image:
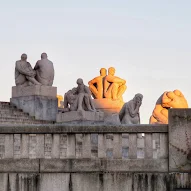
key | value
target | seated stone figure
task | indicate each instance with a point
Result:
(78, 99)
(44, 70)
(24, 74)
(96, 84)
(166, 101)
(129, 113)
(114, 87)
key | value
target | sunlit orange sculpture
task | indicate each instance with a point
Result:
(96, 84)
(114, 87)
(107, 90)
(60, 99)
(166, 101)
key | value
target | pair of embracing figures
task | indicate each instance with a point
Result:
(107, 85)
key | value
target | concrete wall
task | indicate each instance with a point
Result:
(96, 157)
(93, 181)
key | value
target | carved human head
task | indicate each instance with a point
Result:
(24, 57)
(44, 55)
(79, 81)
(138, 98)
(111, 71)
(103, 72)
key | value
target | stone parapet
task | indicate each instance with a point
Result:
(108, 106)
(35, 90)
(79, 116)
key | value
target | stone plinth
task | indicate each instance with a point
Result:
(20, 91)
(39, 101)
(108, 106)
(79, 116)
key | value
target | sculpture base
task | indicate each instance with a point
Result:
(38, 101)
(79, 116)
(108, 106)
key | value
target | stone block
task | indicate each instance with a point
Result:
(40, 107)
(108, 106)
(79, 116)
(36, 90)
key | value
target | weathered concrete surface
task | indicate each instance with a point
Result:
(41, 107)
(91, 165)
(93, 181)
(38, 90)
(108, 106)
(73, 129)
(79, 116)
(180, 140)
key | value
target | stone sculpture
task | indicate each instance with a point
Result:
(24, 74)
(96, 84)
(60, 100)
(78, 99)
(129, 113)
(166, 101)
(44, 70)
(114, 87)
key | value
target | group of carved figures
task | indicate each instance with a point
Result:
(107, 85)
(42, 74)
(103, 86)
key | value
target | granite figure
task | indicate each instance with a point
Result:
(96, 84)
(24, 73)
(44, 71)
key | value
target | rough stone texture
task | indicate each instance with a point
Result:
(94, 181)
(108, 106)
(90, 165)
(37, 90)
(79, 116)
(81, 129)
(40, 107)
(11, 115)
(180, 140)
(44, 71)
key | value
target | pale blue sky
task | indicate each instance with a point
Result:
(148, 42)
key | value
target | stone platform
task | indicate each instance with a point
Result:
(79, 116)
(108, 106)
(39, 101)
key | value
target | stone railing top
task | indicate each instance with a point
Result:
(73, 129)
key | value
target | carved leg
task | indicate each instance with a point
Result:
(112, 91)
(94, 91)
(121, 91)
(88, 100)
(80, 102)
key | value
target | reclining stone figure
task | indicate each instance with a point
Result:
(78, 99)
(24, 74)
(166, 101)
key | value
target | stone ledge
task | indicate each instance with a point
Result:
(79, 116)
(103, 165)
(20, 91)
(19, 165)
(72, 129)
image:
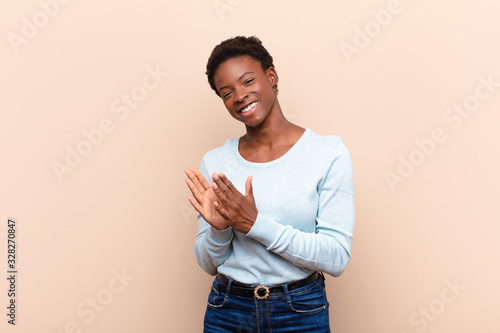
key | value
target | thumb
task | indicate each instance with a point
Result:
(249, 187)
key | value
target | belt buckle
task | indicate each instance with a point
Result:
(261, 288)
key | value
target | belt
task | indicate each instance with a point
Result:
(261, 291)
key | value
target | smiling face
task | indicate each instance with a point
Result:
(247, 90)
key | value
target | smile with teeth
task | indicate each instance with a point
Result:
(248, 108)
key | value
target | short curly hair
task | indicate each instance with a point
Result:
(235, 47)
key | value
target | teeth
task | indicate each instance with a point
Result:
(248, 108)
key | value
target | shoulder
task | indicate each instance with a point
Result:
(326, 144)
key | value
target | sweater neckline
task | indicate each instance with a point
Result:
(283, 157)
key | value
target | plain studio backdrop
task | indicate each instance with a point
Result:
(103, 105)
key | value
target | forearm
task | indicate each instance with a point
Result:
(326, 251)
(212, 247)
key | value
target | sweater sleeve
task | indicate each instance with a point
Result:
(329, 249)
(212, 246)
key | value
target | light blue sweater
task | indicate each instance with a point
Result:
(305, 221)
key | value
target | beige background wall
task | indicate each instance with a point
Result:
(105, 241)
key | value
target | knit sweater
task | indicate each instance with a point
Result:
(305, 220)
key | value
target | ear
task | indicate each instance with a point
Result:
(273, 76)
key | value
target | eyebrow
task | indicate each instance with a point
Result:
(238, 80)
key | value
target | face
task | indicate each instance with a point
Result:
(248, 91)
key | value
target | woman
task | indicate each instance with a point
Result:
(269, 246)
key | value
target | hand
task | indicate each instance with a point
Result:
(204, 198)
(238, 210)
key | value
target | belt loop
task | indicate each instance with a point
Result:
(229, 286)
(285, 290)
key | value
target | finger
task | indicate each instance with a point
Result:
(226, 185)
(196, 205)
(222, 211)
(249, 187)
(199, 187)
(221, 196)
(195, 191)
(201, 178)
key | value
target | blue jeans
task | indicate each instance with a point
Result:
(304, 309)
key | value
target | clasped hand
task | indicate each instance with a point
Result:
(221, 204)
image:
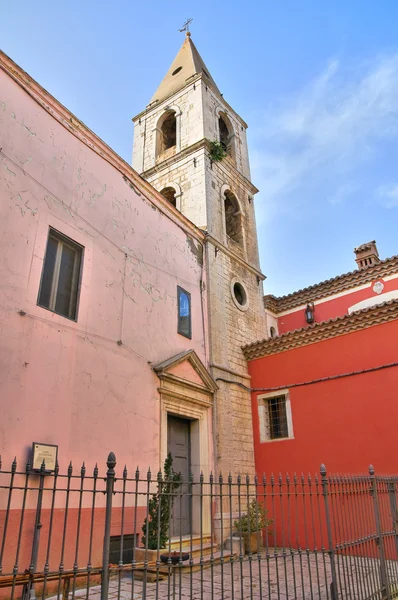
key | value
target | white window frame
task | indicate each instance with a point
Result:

- - -

> _Task brief_: Only the text of the listing above is copied, exactly as written; its pictures are dropped.

> _Exercise response_:
image:
key | value
target | seated stone figure
task | indicate each instance with a point
Result:
(78, 99)
(44, 70)
(24, 74)
(96, 84)
(166, 101)
(129, 113)
(114, 87)
key | value
target | sunlit orange sculpture
task | indicate each instance with a point
Result:
(96, 84)
(114, 87)
(107, 90)
(60, 99)
(166, 101)
key | value
target | pair of embracing figures
task | indicate each instance with a point
Result:
(107, 85)
key | value
target | concrete wall
task | indicate each instance with a point
Result:
(96, 157)
(93, 181)
key | value
target | carved human head
task | indicate each instance with a point
Result:
(24, 57)
(44, 55)
(79, 81)
(138, 98)
(111, 71)
(103, 72)
key | value
target | stone parapet
task | indicate each instance with a point
Result:
(108, 106)
(35, 90)
(79, 116)
key | value
target | stone plinth
task | indicate each instance with a point
Result:
(20, 91)
(39, 101)
(108, 106)
(79, 116)
key | value
target | sculpture base
task | indicate each instance with a point
Result:
(38, 101)
(79, 116)
(108, 106)
key | value
target | stone block
task | indicate each instance with a point
Result:
(40, 107)
(108, 106)
(79, 116)
(36, 90)
key | value
target | weathered concrete surface
task | indicate each instance with a point
Result:
(41, 107)
(91, 165)
(93, 181)
(38, 90)
(108, 106)
(73, 129)
(79, 116)
(180, 140)
key | value
target | stone sculpture
task | indicate each instance with a point
Result:
(24, 74)
(96, 84)
(60, 100)
(78, 99)
(129, 113)
(166, 101)
(44, 70)
(114, 87)
key | value
target | group of carved figures
task | indicate each instance with a point
Result:
(107, 85)
(42, 74)
(103, 86)
key | value
target | granite figure
task | indicate each instance with a point
Result:
(96, 84)
(24, 73)
(44, 71)
key | value
target | rough stone texture
task | indicate each instance with a point
Result:
(94, 181)
(108, 106)
(90, 165)
(37, 90)
(79, 116)
(81, 129)
(40, 107)
(11, 115)
(180, 140)
(44, 71)
key | value
target | pale blue sky
task | indicate each instance with a point
Result:
(148, 42)
key | value
target | stone platform
task | indicate each instance with a point
Result:
(79, 116)
(108, 106)
(39, 101)
key | value
target | stone railing top
task | indicate each instance with a point
Result:
(73, 129)
key | value
target | carved leg
task | indicate each instance with a point
Result:
(112, 91)
(94, 91)
(121, 91)
(88, 100)
(80, 102)
key | value
target | reclining stone figure
task | indicate each instance with a point
Result:
(78, 99)
(24, 74)
(166, 101)
key | value
target | stone ledge
task | indicate each instance with a point
Result:
(79, 116)
(103, 165)
(20, 91)
(19, 165)
(72, 129)
image:
key | value
target | thumb
task | indicate each instance with a point
Result:
(249, 187)
key | value
target | belt buckle
task | indicate each instance with a point
Result:
(261, 288)
key | value
target | belt
task | indicate each instance with a point
Result:
(261, 291)
key | value
target | smiling face
task | indicate each instance with a point
Result:
(247, 90)
key | value
target | smile with teeth
task | indicate each instance with a point
Result:
(248, 108)
key | value
target | short curly hair
task | indicate each instance with a point
Result:
(235, 47)
key | value
target | teeth
task | indicate each instance with a point
Result:
(248, 108)
key | value
target | shoulder
task | indicate each instance with a point
Result:
(326, 144)
key | value
target | sweater neckline
task | indicate each instance with a point
Result:
(283, 157)
key | value
target | plain studio backdrop
task | indicate each instance with a point
Result:
(103, 105)
key | value
target | forearm
task | indicate each instance with a point
Result:
(326, 251)
(212, 247)
key | value
target | sweater sleeve
task | indicate each instance with a point
Result:
(329, 249)
(212, 246)
key | value
target | light blue sweater
task | indicate each instance with a point
Result:
(305, 221)
key | value
target | beige background wall
task | indicate each instance with a point
Result:
(105, 241)
key | value
target | knit sweater
task | indicate each instance with a point
Result:
(305, 220)
key | value
target | ear
task | indicate each instance with a point
Result:
(273, 76)
key | value
target | eyebrow
task | indicate each instance with a point
Result:
(238, 80)
key | value
target | face
task | indicate each instance with a point
Result:
(248, 91)
key | value
target | woman
task | indicate each instance with a point
Result:
(269, 246)
key | value
target | hand
task | indicate each instance with a point
Result:
(204, 198)
(238, 210)
key | value
target | belt loop
task | indicate each instance with a point
Result:
(229, 286)
(285, 290)
key | value
target | finger
task | indicate each instance with a point
Result:
(226, 185)
(196, 205)
(222, 211)
(249, 187)
(199, 187)
(221, 196)
(195, 191)
(201, 178)
key | value
target | blue jeans
task | indicate each instance with a point
Result:
(304, 309)
key | value
target | clasped hand
task | indicate each instance with a point
Result:
(221, 204)
image:
key | value
target | white window frame
task | indicate each instance with a point
Result:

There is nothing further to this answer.